### Prompt
I'd like every entry transcribed word for word, with no pictures.

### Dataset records
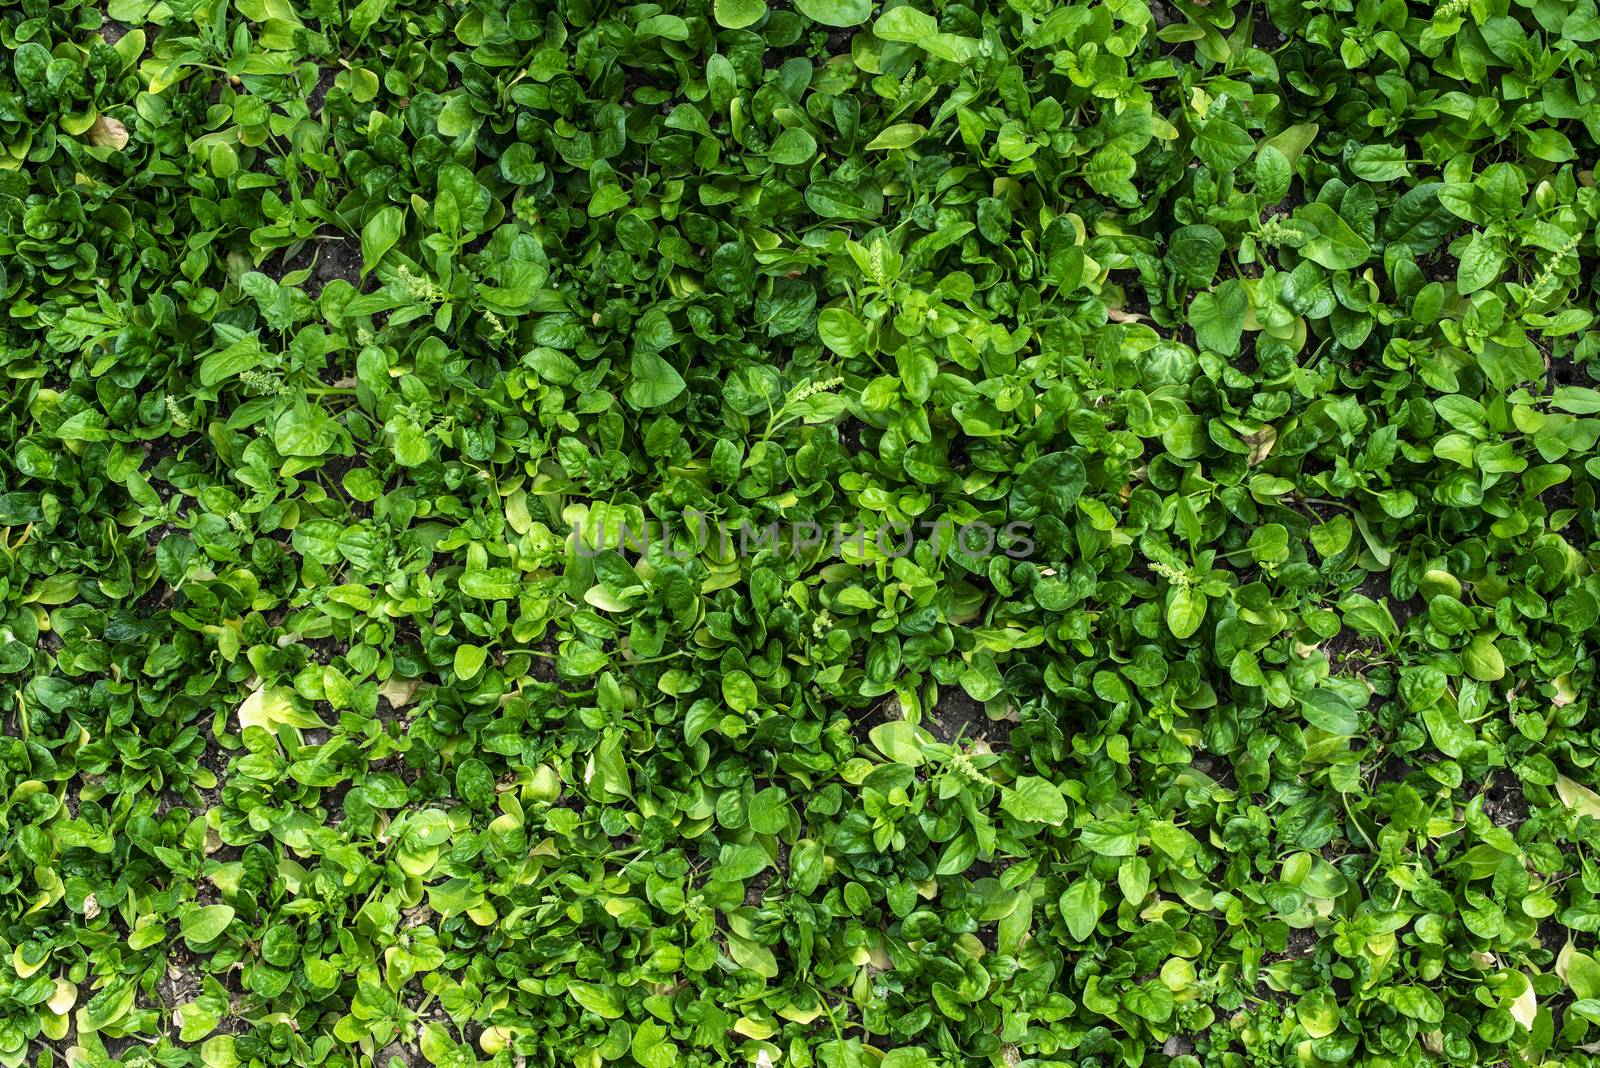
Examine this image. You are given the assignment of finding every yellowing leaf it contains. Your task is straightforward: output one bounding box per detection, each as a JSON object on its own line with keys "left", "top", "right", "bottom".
{"left": 237, "top": 685, "right": 325, "bottom": 733}
{"left": 85, "top": 115, "right": 128, "bottom": 150}
{"left": 377, "top": 676, "right": 421, "bottom": 708}
{"left": 1557, "top": 774, "right": 1600, "bottom": 819}
{"left": 1509, "top": 975, "right": 1537, "bottom": 1029}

### Result of this task
Examine this image. You are given the assignment of finding every yellowing leaf it contains. Your task is straightforward: output one bounding box per detection, each as a JSON object on its own line with keys "left", "top", "right", "bottom".
{"left": 237, "top": 685, "right": 325, "bottom": 733}
{"left": 85, "top": 115, "right": 128, "bottom": 150}
{"left": 377, "top": 676, "right": 421, "bottom": 708}
{"left": 1557, "top": 774, "right": 1600, "bottom": 819}
{"left": 1509, "top": 975, "right": 1537, "bottom": 1029}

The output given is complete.